Stored entries
----------------------------------------
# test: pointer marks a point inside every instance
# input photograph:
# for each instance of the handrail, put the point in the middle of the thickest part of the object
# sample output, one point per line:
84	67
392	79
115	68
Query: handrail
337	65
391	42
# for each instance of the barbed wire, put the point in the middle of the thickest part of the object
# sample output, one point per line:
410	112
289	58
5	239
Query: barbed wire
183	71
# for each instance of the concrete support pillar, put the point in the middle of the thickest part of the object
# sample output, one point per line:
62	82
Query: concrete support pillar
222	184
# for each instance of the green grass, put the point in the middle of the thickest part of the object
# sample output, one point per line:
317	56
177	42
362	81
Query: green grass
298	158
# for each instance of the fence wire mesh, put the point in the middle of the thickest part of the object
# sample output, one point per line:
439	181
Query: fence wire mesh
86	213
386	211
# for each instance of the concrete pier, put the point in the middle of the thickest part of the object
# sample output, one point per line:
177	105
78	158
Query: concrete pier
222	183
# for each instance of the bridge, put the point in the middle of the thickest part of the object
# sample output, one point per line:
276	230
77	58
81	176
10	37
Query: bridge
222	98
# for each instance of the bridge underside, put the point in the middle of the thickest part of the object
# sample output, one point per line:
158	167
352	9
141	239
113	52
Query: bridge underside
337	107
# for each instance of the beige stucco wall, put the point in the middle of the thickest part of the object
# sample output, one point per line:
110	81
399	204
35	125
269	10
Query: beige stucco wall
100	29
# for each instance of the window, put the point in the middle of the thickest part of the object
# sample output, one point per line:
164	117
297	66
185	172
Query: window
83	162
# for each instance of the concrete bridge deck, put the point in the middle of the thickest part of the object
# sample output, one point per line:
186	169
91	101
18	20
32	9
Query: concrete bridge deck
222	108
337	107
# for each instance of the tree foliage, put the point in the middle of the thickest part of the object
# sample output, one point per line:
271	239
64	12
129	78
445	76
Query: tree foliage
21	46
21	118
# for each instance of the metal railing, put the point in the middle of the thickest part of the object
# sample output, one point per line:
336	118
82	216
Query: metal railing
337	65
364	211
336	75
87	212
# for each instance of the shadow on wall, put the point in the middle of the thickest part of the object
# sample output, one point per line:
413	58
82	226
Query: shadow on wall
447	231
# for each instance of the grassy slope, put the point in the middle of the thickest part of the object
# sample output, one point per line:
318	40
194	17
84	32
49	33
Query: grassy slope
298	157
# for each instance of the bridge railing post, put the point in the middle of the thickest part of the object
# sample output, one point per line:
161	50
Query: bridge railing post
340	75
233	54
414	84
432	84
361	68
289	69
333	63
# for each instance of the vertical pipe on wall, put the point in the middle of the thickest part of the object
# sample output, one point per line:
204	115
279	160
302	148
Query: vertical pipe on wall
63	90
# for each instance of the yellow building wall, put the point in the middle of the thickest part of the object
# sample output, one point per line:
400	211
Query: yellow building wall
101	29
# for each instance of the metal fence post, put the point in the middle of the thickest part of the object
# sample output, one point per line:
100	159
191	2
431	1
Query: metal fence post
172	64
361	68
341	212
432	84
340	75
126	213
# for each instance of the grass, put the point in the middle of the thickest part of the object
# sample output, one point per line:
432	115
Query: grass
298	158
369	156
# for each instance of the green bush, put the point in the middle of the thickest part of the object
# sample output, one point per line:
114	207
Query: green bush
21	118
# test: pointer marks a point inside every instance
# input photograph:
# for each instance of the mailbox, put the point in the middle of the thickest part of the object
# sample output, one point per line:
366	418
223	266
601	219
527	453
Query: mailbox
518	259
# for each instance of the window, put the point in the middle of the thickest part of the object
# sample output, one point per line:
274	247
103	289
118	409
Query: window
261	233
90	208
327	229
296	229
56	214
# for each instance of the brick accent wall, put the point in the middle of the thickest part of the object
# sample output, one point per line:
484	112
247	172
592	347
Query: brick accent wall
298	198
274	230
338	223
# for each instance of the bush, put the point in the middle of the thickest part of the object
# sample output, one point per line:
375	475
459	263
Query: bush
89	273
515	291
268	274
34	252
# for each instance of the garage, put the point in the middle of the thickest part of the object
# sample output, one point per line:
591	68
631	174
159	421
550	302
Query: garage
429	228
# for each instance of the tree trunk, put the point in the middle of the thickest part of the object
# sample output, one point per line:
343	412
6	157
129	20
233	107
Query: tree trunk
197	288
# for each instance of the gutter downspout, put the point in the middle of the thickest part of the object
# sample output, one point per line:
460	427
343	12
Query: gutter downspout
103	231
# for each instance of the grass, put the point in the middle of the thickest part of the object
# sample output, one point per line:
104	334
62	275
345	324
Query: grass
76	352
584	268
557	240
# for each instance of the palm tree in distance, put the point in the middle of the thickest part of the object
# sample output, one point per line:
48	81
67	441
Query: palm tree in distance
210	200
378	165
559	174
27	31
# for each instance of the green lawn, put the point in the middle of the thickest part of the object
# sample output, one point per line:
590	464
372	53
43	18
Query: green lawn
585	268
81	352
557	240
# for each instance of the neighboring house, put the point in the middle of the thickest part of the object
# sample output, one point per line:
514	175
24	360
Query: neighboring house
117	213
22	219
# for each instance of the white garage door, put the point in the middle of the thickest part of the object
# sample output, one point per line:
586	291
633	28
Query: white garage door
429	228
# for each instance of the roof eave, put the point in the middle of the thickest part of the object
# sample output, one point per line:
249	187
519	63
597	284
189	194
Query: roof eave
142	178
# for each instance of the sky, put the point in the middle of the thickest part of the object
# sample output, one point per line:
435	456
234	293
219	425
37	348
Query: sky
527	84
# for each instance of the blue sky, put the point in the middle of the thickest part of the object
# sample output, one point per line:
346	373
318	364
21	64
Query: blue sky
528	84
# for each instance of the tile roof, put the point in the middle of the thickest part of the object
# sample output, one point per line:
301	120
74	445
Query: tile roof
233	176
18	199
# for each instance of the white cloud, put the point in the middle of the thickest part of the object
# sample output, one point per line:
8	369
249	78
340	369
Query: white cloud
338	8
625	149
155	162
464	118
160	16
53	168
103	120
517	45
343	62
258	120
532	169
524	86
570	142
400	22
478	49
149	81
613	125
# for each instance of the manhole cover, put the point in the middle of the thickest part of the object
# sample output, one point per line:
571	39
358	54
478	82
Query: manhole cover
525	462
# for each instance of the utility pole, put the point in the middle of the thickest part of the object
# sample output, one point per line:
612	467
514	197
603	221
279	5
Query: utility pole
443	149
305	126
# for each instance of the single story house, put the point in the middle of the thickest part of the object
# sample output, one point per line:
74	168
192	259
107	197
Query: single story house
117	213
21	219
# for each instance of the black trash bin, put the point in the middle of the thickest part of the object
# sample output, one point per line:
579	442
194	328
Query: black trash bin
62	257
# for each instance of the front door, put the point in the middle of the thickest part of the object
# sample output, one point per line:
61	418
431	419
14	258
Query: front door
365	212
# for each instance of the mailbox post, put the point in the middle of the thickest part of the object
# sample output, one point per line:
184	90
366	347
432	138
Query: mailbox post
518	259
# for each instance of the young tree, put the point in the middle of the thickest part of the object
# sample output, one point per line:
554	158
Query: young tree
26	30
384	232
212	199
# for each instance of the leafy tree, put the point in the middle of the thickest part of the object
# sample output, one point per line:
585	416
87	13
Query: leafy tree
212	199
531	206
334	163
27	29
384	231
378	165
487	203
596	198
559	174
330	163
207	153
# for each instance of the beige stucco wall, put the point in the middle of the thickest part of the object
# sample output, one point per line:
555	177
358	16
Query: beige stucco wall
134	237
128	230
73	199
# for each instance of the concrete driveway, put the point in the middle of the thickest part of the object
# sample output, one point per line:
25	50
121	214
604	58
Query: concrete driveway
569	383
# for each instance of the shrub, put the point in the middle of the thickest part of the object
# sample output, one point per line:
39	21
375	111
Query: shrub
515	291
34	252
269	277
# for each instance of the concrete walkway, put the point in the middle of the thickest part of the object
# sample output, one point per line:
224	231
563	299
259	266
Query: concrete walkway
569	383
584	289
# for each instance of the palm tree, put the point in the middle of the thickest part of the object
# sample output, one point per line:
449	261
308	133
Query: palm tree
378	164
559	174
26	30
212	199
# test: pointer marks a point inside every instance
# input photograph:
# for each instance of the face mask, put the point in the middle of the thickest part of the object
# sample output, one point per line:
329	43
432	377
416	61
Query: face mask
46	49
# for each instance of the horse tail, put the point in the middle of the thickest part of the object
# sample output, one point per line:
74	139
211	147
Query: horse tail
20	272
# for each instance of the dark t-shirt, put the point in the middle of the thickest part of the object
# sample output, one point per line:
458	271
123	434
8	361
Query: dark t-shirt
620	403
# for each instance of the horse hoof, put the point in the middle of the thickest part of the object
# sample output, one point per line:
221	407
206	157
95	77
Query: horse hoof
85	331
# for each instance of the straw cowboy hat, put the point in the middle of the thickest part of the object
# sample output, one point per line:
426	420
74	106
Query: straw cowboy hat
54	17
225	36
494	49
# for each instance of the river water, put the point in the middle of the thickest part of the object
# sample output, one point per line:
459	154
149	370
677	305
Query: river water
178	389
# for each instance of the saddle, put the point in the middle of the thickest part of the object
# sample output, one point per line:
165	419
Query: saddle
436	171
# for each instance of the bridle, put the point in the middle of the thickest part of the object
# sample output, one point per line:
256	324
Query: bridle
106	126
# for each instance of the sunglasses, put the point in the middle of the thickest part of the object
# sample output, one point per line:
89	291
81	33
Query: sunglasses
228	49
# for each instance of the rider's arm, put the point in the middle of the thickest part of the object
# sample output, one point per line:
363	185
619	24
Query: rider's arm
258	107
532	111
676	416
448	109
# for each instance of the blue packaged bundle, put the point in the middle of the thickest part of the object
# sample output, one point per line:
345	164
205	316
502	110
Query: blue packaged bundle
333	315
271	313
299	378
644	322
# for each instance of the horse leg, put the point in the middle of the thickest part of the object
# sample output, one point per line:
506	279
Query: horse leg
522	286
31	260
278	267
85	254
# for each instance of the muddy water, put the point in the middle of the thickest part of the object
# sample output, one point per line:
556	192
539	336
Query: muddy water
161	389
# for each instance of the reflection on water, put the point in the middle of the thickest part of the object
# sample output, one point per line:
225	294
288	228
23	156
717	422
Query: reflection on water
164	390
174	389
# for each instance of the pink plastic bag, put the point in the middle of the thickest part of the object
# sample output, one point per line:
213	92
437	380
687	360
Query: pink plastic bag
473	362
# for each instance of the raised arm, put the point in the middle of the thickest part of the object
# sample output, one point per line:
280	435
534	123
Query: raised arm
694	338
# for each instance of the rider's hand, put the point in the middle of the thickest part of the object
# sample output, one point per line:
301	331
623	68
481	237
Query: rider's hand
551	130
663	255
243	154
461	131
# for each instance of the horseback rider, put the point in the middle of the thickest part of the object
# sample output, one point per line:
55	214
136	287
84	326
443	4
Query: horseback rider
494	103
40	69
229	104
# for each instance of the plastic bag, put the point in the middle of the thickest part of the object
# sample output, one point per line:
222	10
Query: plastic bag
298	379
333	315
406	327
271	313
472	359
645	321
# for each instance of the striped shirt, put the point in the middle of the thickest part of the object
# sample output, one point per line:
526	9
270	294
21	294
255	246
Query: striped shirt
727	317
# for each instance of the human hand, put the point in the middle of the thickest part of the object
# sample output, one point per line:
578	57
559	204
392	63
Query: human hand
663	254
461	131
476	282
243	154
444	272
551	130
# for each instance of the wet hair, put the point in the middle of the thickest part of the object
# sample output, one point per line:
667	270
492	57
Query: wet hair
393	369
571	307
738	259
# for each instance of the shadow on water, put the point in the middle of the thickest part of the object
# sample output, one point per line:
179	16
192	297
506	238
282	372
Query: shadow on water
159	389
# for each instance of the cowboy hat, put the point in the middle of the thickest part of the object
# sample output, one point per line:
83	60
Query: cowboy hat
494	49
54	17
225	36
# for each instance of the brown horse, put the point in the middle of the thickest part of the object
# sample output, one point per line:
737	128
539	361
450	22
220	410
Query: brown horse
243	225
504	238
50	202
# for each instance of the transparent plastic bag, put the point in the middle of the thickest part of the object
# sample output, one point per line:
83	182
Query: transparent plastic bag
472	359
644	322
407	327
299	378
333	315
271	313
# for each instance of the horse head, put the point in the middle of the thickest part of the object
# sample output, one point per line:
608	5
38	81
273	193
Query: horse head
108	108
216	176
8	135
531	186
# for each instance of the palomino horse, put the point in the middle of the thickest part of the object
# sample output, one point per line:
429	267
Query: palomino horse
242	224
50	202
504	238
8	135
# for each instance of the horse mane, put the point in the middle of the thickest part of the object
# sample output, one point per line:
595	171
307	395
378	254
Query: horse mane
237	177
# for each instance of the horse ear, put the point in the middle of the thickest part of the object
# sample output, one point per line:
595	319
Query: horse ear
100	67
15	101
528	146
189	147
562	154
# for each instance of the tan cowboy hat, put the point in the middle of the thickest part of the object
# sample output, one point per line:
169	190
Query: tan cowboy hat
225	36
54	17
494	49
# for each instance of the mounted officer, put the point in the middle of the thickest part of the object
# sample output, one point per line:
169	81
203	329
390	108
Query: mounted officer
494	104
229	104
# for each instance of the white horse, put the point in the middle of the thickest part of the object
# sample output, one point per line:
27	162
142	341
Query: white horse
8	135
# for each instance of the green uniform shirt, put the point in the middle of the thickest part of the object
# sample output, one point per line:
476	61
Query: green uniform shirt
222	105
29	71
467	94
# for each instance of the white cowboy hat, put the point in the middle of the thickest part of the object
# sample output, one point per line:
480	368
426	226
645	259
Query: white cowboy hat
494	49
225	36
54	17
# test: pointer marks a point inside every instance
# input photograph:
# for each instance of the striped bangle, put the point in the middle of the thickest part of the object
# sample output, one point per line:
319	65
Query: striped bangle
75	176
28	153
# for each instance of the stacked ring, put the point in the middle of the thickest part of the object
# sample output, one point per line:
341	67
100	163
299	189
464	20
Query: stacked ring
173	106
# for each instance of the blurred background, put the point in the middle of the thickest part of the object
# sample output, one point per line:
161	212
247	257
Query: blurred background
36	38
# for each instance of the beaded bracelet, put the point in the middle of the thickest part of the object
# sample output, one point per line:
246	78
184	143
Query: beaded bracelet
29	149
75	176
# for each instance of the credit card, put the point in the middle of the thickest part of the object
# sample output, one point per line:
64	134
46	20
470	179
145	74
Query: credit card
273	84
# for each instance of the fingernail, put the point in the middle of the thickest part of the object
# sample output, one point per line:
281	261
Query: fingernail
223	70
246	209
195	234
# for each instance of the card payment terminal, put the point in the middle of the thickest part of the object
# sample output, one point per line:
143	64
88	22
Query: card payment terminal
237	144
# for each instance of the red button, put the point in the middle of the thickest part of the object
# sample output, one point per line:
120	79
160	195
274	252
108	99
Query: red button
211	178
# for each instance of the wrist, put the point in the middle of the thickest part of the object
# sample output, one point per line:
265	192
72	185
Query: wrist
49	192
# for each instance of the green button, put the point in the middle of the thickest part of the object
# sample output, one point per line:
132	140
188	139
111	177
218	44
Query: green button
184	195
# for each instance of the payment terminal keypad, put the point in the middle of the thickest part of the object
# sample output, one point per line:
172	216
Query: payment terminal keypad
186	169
----------------------------------------
- Task
Write out exactly the lines that fall from the line with "Query: saddle" to the line with "# for each instance of the pink" in the records above, keeping both ends.

- Response to this exercise
Query: saddle
436	171
# for each instance of the bridle, put the point in the middle of the thickest part of the object
# sample output, one point per line:
256	324
Query: bridle
106	126
# for each instance of the sunglasses, put the point in the middle of the thickest part of the object
# sample output, one point per line:
89	291
81	33
Query: sunglasses
228	49
# for each instance of the rider's arm, put the point in the middle of the thickest part of the object
# sample output, one point per line:
363	185
619	24
Query: rider's arm
258	107
532	111
676	416
448	109
# for each instance of the blue packaged bundle, put the point in the middle of the thickest part of the object
# sample output, one point per line:
345	164
205	316
502	110
Query: blue packaged bundle
333	315
271	313
299	378
644	322
# for each instance of the horse leg, put the point in the middle of the thickest part of the object
# sample output, one point per line:
506	279
Query: horse leg
522	286
31	260
278	267
85	254
# for each instance of the muddy water, put the point in the middle of the thickest part of the object
# sample output, one point per line:
556	192
539	336
Query: muddy water
161	389
# for each instance of the reflection on water, put the point in the middle of the thickest part of the object
# sample output, one point per line:
225	294
288	228
23	156
717	422
Query: reflection on water
164	390
174	389
# for each instance of the pink plastic bag, put the point in the middle of the thickest part of the object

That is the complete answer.